__Tarea 1__. Según el fragmento, ¿en qué calle se encontraba la casa de la hermana de quien narra?

== Fragmento

«Quién crea que cualquier criatura puede ser cambiada para mejor o para peor, o transformada en otra cosa u otro ser, por cualquiera que no sea el Creador de todas las cosas, es peor que un pagano y un hereje. De manera que cuando informan que tales cosas son efectuadas por brujos, su afirmación no es católica, sino simplemente herética.

Más aún, no existe acto de brujería que posea efecto permanente entre nosotros. Y esta es la prueba de ello: que si así fuera, sería efectuada por obra de los demonios. Pero asegurar que el diablo tiene el poder de cambiar los cuerpos humanos e infligir les daño permanente no parece estar de acuerdo con las enseñanzas de la Iglesia. Porque de este modo podrían destruir el mundo entero, y llevarlo a la más espantosa confusión. 

Malleus Maleficarum

En cualquier ocasión que diera con mis huesos en Daimiel, aprovechaba para dar largos paseos vespertinos, eso sí, teniendo mucha cautela con la calor y el sol abutanado y siempre bochornoso de los estíos manchegos.

Salía de la casa de mi hermana, en la calle Magdalena, hasta llegar a la intercesión con la de José Ruiz Hermosa, donde giraba a la izquierda presto a desembocar en la Plaza de San Pedro, en la cual se erguía, como gran túmulo del espíritu, la iglesia del mismo nombre.

Una vez allí, me regodeaba largo tiempo observando las altas torres del templo, sus piedras añosas, como vestigios mudos de un tiempo glorioso, pero demasiado difuminado por el discurrir de los acontecimientos históricos, y que a lo largo de los siglos se habrían ido superponiendo y cubriéndose unos a otros sin pudor.

Después de escudriñar cada rincón de la plaza, embocaba la calle de la estación, una larga arteria que sabía que me conduciría hasta el umbral de unos de los espacios, al menos en mi opinión y según mis sentidos, más especiales, e incluso, iría más allá todavía, revestidos de un carácter sobrenatural y donde el aire se adensa tan sutilmente, que uno no lo percibe hasta pasados unos minutos de reposo en ese mismo lugar. Estoy hablando del «parque de la estación» , junto a la antigua ermita de San Isidro.

En el parque, plagado de arbustos y de árboles de todo pelaje y condición, dejaba que mis ojos se ensimismasen con la observación de aquel ecosistema y que la mirada se posara en un edificio erguido y de porte draculiano, que se alzaba justo enfrente de mi banco favorito.

====

__Tarea 2__. Enumere todas las líneas de los registros que contengan la cadena "clicks", respetando las mayúsculas y minúsculas.

== Datos del ejercicio

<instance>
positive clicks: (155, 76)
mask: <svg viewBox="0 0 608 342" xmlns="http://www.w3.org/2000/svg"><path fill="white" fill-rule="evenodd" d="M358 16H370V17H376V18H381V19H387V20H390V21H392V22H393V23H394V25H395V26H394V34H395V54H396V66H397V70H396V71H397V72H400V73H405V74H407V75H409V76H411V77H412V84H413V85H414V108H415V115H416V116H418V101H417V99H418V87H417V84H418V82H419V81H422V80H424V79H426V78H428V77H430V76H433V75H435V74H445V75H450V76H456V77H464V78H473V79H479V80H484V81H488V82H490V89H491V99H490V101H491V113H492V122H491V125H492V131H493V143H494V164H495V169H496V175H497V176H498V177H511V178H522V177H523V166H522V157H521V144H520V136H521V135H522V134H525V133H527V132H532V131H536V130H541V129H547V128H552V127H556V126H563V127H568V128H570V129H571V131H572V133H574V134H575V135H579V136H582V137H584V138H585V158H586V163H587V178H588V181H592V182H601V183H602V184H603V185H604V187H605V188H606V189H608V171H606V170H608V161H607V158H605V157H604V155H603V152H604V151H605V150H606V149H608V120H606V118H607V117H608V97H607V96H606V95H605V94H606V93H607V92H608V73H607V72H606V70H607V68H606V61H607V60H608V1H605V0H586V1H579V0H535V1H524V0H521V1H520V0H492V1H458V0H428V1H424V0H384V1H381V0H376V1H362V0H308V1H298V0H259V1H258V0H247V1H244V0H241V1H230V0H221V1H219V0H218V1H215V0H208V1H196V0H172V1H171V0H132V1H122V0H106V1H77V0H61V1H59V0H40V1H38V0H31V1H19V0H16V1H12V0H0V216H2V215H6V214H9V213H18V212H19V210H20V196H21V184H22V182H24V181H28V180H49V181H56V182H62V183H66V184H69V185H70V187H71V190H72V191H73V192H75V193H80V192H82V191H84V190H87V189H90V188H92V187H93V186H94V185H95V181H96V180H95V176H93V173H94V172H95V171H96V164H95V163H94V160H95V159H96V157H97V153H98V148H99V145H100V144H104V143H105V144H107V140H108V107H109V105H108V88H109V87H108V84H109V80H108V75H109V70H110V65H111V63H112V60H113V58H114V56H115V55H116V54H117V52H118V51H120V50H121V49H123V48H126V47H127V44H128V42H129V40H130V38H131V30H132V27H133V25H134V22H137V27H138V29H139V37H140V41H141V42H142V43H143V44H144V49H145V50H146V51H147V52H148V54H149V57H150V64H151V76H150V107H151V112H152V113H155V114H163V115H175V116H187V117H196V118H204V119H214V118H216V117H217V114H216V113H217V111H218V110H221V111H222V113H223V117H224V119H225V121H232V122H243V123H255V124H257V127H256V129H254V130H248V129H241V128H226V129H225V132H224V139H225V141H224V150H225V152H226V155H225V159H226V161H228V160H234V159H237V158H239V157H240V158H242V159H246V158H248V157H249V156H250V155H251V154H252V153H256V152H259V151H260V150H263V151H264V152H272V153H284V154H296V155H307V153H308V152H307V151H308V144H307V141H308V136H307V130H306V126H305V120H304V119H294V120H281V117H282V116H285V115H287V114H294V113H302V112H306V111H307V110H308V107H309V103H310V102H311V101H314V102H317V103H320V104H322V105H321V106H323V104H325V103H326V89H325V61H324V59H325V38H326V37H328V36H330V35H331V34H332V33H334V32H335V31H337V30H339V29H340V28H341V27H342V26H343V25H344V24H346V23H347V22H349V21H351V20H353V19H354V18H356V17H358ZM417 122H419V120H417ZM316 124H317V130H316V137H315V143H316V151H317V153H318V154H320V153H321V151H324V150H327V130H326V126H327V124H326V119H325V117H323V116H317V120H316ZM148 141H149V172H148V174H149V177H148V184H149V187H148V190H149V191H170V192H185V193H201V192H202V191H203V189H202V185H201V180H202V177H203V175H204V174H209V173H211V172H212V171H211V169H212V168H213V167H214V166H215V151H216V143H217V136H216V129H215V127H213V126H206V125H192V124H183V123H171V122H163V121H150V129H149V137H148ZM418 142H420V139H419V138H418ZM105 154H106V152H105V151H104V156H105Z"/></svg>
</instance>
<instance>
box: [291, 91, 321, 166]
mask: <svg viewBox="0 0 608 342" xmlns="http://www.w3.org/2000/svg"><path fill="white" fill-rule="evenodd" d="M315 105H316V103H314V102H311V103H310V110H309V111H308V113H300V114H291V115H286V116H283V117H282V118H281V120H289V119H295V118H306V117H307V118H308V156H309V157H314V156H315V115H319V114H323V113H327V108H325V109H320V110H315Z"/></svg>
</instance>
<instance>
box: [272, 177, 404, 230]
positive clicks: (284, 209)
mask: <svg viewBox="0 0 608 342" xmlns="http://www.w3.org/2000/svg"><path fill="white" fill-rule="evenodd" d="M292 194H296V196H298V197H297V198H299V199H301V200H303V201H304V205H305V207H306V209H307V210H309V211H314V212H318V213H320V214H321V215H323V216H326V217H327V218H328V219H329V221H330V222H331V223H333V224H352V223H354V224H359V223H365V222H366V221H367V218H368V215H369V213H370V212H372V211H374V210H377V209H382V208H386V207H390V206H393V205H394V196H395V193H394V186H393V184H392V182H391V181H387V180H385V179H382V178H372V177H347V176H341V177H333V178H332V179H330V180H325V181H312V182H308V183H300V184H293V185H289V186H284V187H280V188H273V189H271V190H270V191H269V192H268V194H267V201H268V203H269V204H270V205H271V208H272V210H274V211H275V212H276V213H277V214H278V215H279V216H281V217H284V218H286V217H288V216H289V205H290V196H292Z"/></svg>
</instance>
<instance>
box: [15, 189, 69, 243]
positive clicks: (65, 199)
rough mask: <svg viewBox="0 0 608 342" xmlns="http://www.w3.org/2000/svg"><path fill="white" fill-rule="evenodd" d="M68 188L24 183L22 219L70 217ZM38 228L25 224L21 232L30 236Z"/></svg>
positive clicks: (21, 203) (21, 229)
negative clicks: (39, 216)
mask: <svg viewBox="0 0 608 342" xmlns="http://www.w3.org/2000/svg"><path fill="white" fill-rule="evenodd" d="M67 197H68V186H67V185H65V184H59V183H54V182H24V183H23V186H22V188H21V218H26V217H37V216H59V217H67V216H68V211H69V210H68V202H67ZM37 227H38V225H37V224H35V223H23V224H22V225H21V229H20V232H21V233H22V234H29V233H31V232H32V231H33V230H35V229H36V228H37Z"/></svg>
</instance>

====

__Respuesta 1__. En la calle Magdalena.

__Respuesta 2__.
positive clicks: (155, 76)
positive clicks: (284, 209)
positive clicks: (65, 199)
positive clicks: (21, 203) (21, 229)
negative clicks: (39, 216)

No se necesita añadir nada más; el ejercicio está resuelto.